Work to complete:
Convert part of the records below into a JSON list of strings with one string per line and no blank lines. Begin at the line that contains "Tag the daffodil petal" and stop after the line that contains "<point>120,46</point>".

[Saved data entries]
⟨

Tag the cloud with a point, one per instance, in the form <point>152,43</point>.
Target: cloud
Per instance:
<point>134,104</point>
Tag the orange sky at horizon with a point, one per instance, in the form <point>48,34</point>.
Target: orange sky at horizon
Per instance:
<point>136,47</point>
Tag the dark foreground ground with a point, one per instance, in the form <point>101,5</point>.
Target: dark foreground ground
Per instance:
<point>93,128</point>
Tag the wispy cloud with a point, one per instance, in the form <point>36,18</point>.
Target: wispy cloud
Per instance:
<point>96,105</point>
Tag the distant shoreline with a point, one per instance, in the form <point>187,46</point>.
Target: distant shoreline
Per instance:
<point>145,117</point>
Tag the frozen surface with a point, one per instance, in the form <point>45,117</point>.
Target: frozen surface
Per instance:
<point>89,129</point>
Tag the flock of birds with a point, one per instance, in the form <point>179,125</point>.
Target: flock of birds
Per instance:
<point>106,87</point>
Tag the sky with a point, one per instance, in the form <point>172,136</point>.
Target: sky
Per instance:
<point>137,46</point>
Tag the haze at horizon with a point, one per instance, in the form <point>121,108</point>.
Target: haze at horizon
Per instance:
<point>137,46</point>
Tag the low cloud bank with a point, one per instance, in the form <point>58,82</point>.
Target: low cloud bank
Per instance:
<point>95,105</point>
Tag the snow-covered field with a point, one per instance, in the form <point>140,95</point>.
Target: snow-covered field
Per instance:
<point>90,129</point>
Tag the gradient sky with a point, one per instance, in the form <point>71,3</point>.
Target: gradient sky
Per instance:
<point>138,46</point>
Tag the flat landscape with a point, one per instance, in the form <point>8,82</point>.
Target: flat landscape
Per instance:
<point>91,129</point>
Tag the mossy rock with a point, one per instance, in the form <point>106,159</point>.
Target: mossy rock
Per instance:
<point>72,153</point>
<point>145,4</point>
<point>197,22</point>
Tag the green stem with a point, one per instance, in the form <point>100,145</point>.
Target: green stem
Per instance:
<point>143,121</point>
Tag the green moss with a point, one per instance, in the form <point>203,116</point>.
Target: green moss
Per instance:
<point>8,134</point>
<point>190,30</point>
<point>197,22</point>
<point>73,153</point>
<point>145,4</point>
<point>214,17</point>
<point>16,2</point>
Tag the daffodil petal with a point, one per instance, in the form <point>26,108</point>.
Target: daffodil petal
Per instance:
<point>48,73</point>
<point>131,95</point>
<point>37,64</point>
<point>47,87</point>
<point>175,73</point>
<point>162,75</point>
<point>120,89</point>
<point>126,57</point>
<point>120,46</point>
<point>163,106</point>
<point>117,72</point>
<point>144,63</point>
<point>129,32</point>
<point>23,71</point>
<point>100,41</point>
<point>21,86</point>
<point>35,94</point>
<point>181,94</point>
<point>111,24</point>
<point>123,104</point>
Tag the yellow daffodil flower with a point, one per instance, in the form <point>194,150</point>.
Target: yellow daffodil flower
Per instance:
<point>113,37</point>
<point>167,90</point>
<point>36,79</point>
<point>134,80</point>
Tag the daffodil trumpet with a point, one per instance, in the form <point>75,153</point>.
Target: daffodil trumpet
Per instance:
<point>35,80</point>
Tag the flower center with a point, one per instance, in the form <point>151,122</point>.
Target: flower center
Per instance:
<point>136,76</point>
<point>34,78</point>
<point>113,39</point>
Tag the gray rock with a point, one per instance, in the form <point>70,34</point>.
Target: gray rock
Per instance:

⟩
⟨

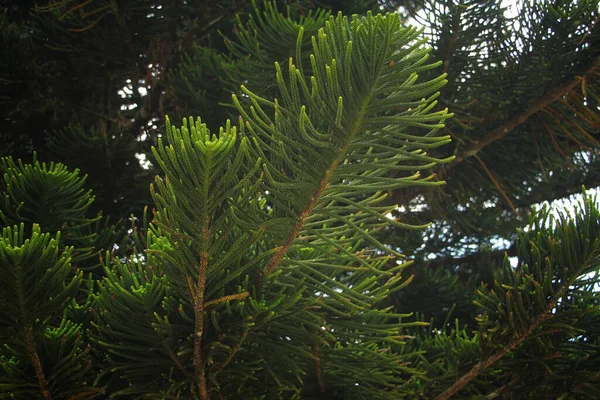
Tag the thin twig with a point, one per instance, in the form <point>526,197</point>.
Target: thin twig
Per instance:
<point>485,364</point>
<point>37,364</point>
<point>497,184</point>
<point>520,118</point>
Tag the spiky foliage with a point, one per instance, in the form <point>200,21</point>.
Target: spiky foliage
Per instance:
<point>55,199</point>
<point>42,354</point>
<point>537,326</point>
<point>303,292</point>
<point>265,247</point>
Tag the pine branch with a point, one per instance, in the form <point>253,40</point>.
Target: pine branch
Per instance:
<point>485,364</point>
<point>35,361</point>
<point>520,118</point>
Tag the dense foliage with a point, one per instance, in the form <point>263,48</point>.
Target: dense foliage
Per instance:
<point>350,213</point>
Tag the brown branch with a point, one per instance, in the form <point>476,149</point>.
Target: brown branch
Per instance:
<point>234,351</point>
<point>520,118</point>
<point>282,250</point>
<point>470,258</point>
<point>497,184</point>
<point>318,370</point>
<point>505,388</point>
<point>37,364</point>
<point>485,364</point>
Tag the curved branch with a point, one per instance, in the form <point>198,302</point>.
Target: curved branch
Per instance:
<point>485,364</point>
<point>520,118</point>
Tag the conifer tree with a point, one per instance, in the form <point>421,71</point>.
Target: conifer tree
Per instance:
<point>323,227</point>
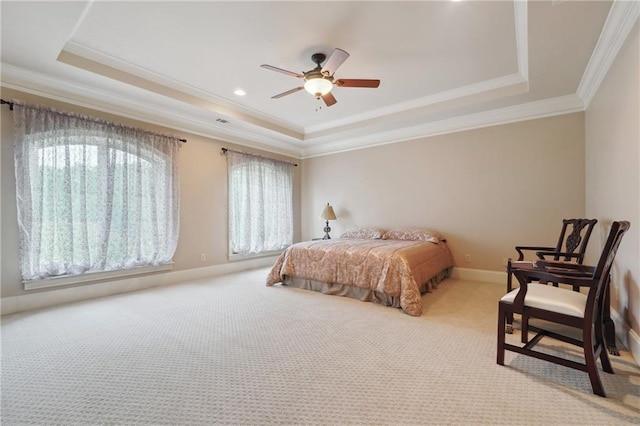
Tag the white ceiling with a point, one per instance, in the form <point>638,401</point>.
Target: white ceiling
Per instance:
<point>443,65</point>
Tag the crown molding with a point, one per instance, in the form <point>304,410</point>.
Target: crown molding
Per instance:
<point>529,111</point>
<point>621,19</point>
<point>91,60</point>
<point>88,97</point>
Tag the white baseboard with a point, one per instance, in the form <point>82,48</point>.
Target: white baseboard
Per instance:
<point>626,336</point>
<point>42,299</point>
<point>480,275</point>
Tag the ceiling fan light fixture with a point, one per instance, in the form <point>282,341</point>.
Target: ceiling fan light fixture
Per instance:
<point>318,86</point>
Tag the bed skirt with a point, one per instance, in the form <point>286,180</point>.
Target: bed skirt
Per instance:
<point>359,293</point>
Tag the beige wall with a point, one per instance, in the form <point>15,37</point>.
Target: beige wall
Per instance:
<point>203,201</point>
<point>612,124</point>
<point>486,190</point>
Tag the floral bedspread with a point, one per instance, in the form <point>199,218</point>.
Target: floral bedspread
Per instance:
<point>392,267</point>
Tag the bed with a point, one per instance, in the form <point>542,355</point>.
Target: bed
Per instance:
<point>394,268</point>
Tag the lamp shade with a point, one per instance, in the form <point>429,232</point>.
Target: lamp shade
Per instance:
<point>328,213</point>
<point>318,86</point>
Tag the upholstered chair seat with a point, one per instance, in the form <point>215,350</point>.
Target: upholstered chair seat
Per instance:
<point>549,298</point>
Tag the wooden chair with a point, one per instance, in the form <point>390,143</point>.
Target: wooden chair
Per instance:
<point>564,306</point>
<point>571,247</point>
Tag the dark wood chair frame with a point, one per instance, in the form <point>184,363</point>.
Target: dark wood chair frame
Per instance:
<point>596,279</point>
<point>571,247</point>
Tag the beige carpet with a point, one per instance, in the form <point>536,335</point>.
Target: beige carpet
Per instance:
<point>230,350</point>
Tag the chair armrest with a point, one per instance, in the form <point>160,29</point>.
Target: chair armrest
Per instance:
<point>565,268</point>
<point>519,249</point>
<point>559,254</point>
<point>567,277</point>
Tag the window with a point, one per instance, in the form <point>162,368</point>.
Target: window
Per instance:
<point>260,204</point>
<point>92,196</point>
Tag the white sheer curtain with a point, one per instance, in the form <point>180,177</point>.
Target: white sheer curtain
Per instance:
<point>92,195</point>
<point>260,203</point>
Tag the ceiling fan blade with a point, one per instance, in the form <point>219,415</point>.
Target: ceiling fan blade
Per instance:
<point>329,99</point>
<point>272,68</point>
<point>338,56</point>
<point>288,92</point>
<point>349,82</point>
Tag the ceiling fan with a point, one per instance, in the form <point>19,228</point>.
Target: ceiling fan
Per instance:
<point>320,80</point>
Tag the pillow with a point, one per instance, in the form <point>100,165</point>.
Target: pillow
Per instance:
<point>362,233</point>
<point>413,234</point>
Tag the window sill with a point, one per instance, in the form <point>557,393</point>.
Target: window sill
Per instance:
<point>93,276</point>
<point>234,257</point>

⟩

Solution for this task:
[
  "Tag the daffodil petal with a point, one per instance, in the form <point>26,108</point>.",
  "Target: daffodil petal",
  "Per instance:",
  "<point>48,73</point>",
  "<point>131,95</point>",
  "<point>37,64</point>",
  "<point>47,87</point>",
  "<point>175,73</point>",
  "<point>162,75</point>",
  "<point>120,89</point>",
  "<point>126,57</point>",
  "<point>120,46</point>"
]